-- Reading passage --
The floors of the rooms, which were also the roofs of the rooms below,
were of the ordinary pueblo type, employed also today by the American
and Mexican population of this region. In the Casa Grande ruin a series
of light joists or heavy poles was laid across the shorter axis of the
room at the time the walls were erected; these poles were 3 to 6 inches
in diameter, not selected or laid with unusual care, as the holes in the
side walls which mark the places they occupied are seldom in a straight
line, and their shape often indicates that the poles were quite crooked.
Better executed examples of the same construction are often found in
northern ruins. Over the primary series of joists was placed a layer of
light poles, 1½ to 2 inches in diameter, and over these reeds and coarse
grass were spread. The prints of the light poles can still be seen on
the walls. The floor or roof was then finished with a heavy coating of
clay, trodden down solid and smoothed to a level. A number of blocks of
this final floor finish, bearing the impress of the grass and reeds,
were found in the middle room. There is usually a setback in the wall at
the floor level, but this practice was not followed in all the rooms.

-- Dataset records --
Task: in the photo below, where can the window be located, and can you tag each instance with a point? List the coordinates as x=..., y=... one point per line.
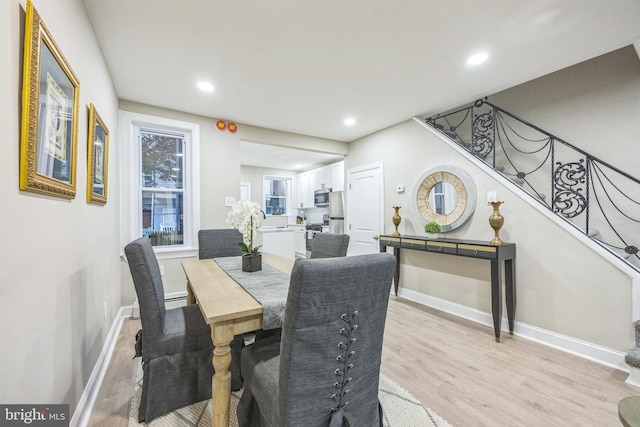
x=162, y=182
x=162, y=186
x=277, y=195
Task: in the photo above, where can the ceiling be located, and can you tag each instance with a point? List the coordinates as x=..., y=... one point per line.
x=305, y=66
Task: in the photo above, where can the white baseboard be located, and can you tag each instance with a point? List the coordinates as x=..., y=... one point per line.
x=87, y=401
x=83, y=411
x=602, y=355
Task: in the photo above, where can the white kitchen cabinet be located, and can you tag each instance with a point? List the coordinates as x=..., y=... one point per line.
x=331, y=176
x=278, y=241
x=299, y=240
x=325, y=178
x=305, y=191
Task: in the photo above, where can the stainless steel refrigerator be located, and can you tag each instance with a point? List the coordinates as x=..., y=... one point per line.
x=336, y=212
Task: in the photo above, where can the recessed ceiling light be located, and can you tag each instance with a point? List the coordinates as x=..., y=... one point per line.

-- Task details --
Rewrite the stretch of the Casa Grande floor passage from "Better executed examples" through "all the rooms.", replacing "clay" with "adobe mud".

-- Written solution --
Better executed examples of the same construction are often found in
northern ruins. Over the primary series of joists was placed a layer of
light poles, 1½ to 2 inches in diameter, and over these reeds and coarse
grass were spread. The prints of the light poles can still be seen on
the walls. The floor or roof was then finished with a heavy coating of
adobe mud, trodden down solid and smoothed to a level. A number of blocks of
this final floor finish, bearing the impress of the grass and reeds,
were found in the middle room. There is usually a setback in the wall at
the floor level, but this practice was not followed in all the rooms.